**PROBLEM TO WORK ON:** A faithful copy of the listing below is required.

**EXTRACTED INFORMATION:**

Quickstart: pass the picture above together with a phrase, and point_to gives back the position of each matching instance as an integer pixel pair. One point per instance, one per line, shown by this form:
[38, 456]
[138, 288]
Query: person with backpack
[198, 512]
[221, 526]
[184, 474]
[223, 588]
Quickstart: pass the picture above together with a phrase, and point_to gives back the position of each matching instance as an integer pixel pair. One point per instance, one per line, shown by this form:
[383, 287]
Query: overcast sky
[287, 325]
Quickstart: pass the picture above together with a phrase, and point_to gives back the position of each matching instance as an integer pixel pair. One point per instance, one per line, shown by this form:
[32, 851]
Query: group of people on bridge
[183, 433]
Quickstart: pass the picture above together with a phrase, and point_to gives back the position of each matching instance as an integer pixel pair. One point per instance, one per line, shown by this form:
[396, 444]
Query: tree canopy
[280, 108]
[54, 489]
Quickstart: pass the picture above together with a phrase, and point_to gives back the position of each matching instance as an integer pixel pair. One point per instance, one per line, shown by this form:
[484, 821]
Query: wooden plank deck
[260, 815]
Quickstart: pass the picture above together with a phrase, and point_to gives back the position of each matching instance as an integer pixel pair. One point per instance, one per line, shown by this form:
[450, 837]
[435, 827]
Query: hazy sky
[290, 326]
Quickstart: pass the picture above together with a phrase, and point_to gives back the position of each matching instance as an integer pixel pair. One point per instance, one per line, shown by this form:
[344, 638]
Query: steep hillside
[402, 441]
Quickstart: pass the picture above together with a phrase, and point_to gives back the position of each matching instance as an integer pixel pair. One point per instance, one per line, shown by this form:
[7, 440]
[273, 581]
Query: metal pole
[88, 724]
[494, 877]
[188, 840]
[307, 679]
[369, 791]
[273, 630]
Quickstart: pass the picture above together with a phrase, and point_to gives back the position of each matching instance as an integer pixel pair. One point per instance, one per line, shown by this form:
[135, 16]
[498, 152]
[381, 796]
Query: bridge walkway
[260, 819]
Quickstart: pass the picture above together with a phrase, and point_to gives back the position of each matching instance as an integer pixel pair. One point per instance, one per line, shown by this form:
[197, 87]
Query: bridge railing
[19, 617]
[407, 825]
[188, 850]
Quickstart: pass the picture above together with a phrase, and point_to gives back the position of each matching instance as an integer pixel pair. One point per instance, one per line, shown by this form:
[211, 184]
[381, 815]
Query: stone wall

**ANSWER TO THIS PROBLEM:**
Quickstart: pass the picture above together with a phrase, and point_to gives back the position of each matching instance as an integer pixel pair. One point per instance, one per line, shown by this form:
[38, 456]
[138, 288]
Query: person with backpack
[198, 512]
[221, 526]
[184, 474]
[223, 588]
Quickstart: pass the picture above together with a phrase, and point_to gives back the position of each matching instance as an integer pixel pair. One point per instance, one per line, shown by this form:
[383, 287]
Query: overcast sky
[287, 325]
Quickstart: pass the picture above together with a phrase, and point_to gives back the position of each matching instance as an integer pixel pair. One point per instance, one per line, shown by this form:
[32, 851]
Query: group of people on bridge
[183, 433]
Quickstart: pass the picture above together with a phrase, and point_to gives back the position of each matching instance as an integer pixel pair. One point per instance, one per line, shown by this form:
[396, 444]
Query: tree canopy
[280, 108]
[54, 489]
Quickstart: pass the picture above together with a phrase, and point_to gives back the position of each matching instance as an integer pixel pair. One point per instance, one per line, shown by this form:
[484, 821]
Query: wooden plank deck
[260, 815]
Quickstart: pass the picture above together with a phrase, and point_to gives back the position of each matching instance as an integer pixel pair. One point per instance, one per line, shown by this form:
[450, 837]
[435, 827]
Query: hazy sky
[290, 326]
Quickstart: pass the picture above together with a phrase, and point_to gives back the position of each matching instance as an integer pixel pair. One point per instance, one per line, shown by this form:
[344, 638]
Query: steep hillside
[402, 441]
Quickstart: pass the picture above together with a phrase, and point_to gives back the position of each matching instance as an integer pixel pair. One point per instance, one per line, shown by this form:
[7, 440]
[273, 581]
Query: metal pole
[88, 724]
[494, 877]
[188, 840]
[307, 679]
[369, 791]
[273, 630]
Quickstart: pass the picture above together with a phrase, and point_to gives back the position of each matching instance as an integer pixel pair. One point per instance, one per line, shown by this form:
[135, 16]
[498, 152]
[381, 796]
Query: bridge walkway
[260, 819]
Quickstart: pass the picture above together with a phrase, and point_to gives back the position of each matching instance as an integer pixel pair. One point per instance, one per line, shown by this form:
[197, 87]
Query: bridge railing
[19, 617]
[407, 825]
[188, 850]
Quickstart: pass the picture above together with a phrase, and point_to gives back the position of each matching instance as an integer pixel pair. One point per instance, one per line, shown by this form:
[211, 184]
[381, 815]
Query: stone wall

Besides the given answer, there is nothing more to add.